[Aim of the task]: Continue the Countess Dracula review from where it stops.

[Text]:
※ ※ ※
COUNTESS DRACULA was not a big money-maker for Hammer and it’s not hard to see why. Though the more permissive times in which it was made permits the use of peek-a-boo nudity (Pitt’s SEVEN YEAR ITCH moment, caught by her young lover in the midst of an incarnadine whore bath), this film is surprisingly demure, swinging wide of the known facts and keeping the body count surprisingly low. Though Hungarian expatriate Peter Sasdy brought a vibe of true danger to both HANDS OF THE RIPPER and TASTE THE BLOOD OF DRACULA, he seems to be stuck in BBC classics mode here, allowing the tale to unfold in its own time (though Bathory discovers the rejuvenating properties of virgin blood 11 minutes in, she doesn’t follow up until the 30 minute mark and she only claims her third victim an hour in) and giving the proceedings an air of class and one might even say dignity. (Sasdy even seems hell bent on subverting genre expectations, kicking off the film with a seeming nod to HORROR OF DRACULA by having ostensible hero Sandor Eles ride into frame and espy Castle Countess Dracula in the distance… only to shift the story in another direction entirely.) And that’s fine, once one knows what one is in for, and I am long past any consideration of being disappointed. COUNTESS DRACULA even gives Ingrid Pitt the chance to act a bit (albeit revoiced by someone else) and her best moments, I think, are under the heavy makeup of the older Bathory, particularly in her early scenes with new lover Sandor Eles and her faithful companion and helpmeet Nigel Green (given very little to do but doing it up big) where she does not have to play the sex kitten card.
※ ※ ※
[Data]:

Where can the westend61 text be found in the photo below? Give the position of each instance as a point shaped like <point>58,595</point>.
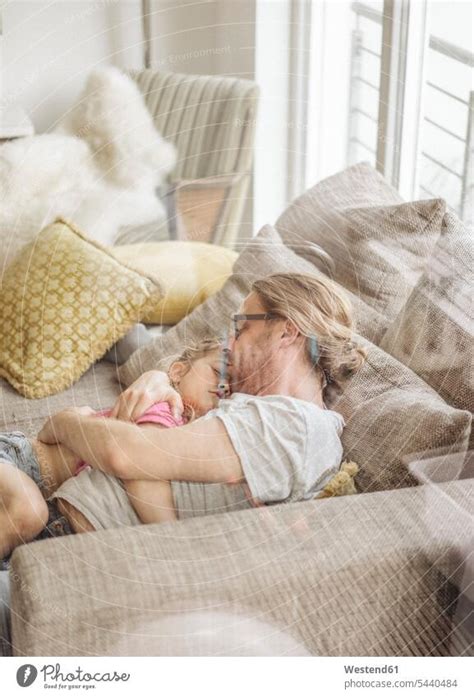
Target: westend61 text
<point>371,669</point>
※ ※ ※
[Response to the exercise]:
Making use of standing sets left over from ANNE OF THE THOUSAND DAYS (1969), COUNTESS DRACULA looks open and rich and, especially via this upgraded release, as if it were filmed yesterday… all of which makes it so nice to come home to. Synapse has ported over the Ingrid Pitt-Peter Sasdy-(screenwriter) Jeremy Paul audio commentary from the earlier MGM Midnight Movies release but sweetened the deal with the addition of the 10 minute featurette “Immortal Countess: The Cinematic Life of Ingrid Pitt.” Produced by Daniel Griffiths’ Ballyhoo Motion Pictures, the bonus is a pleasant testimonial to Pitt’s screen presence and features thoughtful commentary by Hammer experts Ted Newsom and Richard Klemensen, actor Mark Redfield, and Pitt biographer Robert Michael Cotter. Also included is a 2nd generation audio interview with Pitt while the actress was promoting the action film WHO DARES WINS (aka THE FINAL OPTION, 1982 — worth seeing, by the way, for boasting Pitt’s scariest character) and a stills gallery. Always up to going the extra mile for the fans, Synapse also offers a reversible insert for the keepcase, giving consumers the choice of original artwork both safe and not safe for work. Recommended.